Output every line of the material exactly.

START Records shown

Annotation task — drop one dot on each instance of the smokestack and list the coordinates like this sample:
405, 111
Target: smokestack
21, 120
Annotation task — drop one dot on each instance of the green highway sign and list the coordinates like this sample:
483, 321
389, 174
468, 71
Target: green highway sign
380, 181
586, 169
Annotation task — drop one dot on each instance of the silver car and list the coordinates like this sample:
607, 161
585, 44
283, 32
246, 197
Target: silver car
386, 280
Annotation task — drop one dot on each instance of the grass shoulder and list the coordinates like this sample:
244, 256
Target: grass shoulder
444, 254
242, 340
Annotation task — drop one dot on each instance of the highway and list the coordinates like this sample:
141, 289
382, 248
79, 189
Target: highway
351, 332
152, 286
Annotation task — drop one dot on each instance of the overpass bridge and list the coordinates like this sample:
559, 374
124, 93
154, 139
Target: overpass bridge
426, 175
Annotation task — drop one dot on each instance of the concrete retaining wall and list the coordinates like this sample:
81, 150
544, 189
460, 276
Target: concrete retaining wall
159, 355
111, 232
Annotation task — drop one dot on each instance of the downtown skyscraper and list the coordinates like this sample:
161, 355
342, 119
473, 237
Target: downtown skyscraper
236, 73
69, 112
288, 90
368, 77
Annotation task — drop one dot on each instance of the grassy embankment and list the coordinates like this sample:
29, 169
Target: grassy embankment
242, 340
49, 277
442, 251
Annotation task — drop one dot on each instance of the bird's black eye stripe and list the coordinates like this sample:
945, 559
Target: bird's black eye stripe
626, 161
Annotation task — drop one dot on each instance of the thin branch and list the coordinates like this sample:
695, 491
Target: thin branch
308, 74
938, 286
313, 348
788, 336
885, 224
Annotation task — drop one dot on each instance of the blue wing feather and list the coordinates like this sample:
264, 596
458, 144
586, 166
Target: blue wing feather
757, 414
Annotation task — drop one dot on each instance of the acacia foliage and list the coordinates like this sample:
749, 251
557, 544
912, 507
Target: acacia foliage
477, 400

END Records shown

■ **Written response**
Annotation task — drop one dot on each instance of the smokestack and list the coordinates like this sample:
405, 111
Target: smokestack
21, 120
Annotation task — drop one dot on each instance of the green highway sign and list the coordinates like this sample:
483, 321
389, 174
468, 71
Target: green highway sign
380, 181
586, 169
Annotation task — drop one dot on each instance of the silver car and list the coordinates like this sample:
607, 161
585, 44
283, 32
246, 197
Target: silver car
386, 280
Annotation task — drop one dot on each instance of the grass shoulder and list the coordinates like this sample:
244, 256
Target: grass shoulder
444, 254
242, 340
Annotation task — drop one dot on each instance of the highway and list the coordinates like this sample:
141, 289
382, 248
79, 189
Target: highway
351, 332
152, 286
Annotation task — drop one dot on each instance of the overpass bridge and list the coordinates like this sample:
559, 374
124, 93
154, 139
Target: overpass bridge
426, 175
Annotation task — drop one dot on each instance of the concrete retaining wall and list the coordinates like this sample:
81, 150
544, 189
460, 276
Target: concrete retaining wall
159, 355
111, 232
Annotation task — drop one dot on each instance of the downtown skyscraper and list the coordinates like this sample:
161, 355
342, 119
473, 237
Target: downtown skyscraper
236, 73
69, 112
288, 90
368, 77
Annotation task — drop one dot on each instance of the grassy embankment and list the coordinates like this sample:
29, 169
Target: grassy embankment
242, 340
49, 277
442, 251
Annotation task — drop one dot on each instance of the bird's black eye stripe and list the coordinates like this sample:
945, 559
Target: bird's black eye stripe
626, 161
Annotation task — drop one dot on each instance of the thin branch and list the coordinates like this sample:
695, 491
Target: thin branch
308, 74
938, 286
313, 348
788, 336
885, 224
Annotation task — drop one dot on each instance of the blue wing feather and list the coordinates like this sample:
264, 596
458, 144
586, 166
Target: blue wing feather
757, 414
Annotation task — drop one dot on each instance of the acacia foliage and list the coordinates like this sample:
749, 251
557, 544
912, 507
Target: acacia foliage
477, 400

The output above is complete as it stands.